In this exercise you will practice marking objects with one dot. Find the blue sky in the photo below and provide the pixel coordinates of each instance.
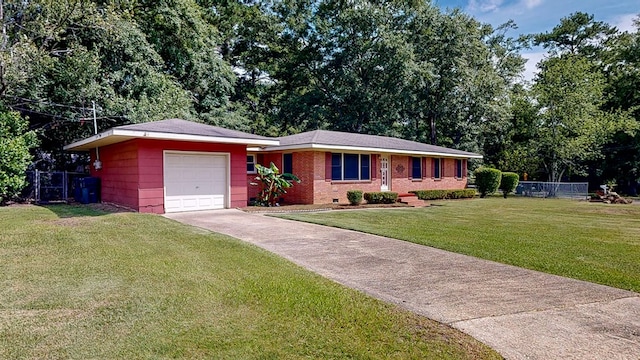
(535, 16)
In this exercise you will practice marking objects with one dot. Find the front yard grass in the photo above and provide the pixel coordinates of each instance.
(589, 241)
(79, 283)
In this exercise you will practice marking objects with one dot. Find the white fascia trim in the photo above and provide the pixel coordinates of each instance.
(132, 134)
(369, 149)
(189, 137)
(88, 140)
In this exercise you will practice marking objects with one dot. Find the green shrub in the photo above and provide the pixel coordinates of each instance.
(354, 196)
(444, 194)
(381, 197)
(487, 180)
(430, 194)
(508, 183)
(461, 194)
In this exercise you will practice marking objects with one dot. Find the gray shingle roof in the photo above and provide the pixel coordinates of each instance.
(179, 126)
(335, 138)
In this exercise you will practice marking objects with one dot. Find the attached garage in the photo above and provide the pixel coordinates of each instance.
(195, 181)
(171, 165)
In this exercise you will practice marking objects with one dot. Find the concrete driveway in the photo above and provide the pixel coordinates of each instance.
(522, 314)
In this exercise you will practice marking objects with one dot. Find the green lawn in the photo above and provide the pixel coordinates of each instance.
(81, 284)
(589, 241)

══════════

### WHAT NEEDS TO BE DONE
Output every line of the items above verbatim, omitting the pictures.

### ANSWER TO THE EXERCISE
In this exercise you will practice marking objects with one dot. Find the blue sky in the photo below and provide the pixel coordinates of each instance.
(535, 16)
In this exercise you will practice marking objects with one dot. Find the front yard grass in the photo above and provide the pixel coordinates of each instance.
(589, 241)
(79, 283)
In this exercise you will practice marking objects with one dot. Find the white fascia trim in the photo above and provide the pixel coordinates of each instance.
(132, 134)
(369, 149)
(189, 137)
(88, 140)
In this exercise you will practice marking objects with one dot. Find the green shrub in the photo above and provide the pixel coordinates of each instance.
(354, 196)
(444, 194)
(381, 197)
(487, 180)
(430, 194)
(508, 183)
(461, 194)
In this exercise you will practice marking objects with one dot. Find the gray shingle roof in the photo above and provide the pixel coordinates of each instance.
(179, 126)
(335, 138)
In this exercise you will practice marking objects with one dot. Find the attached garage in the photo above and provide the pixel coordinates of each instance.
(195, 181)
(171, 165)
In this exercise you will practice marking objects with one dot. Find the concrete driveway in the photo above and provide the pixel coordinates of each instance.
(522, 314)
In this exercise you will practice marking objects with one dot. Find the green lawn in the photo above and provide the pixel coordinates of each instance.
(81, 284)
(589, 241)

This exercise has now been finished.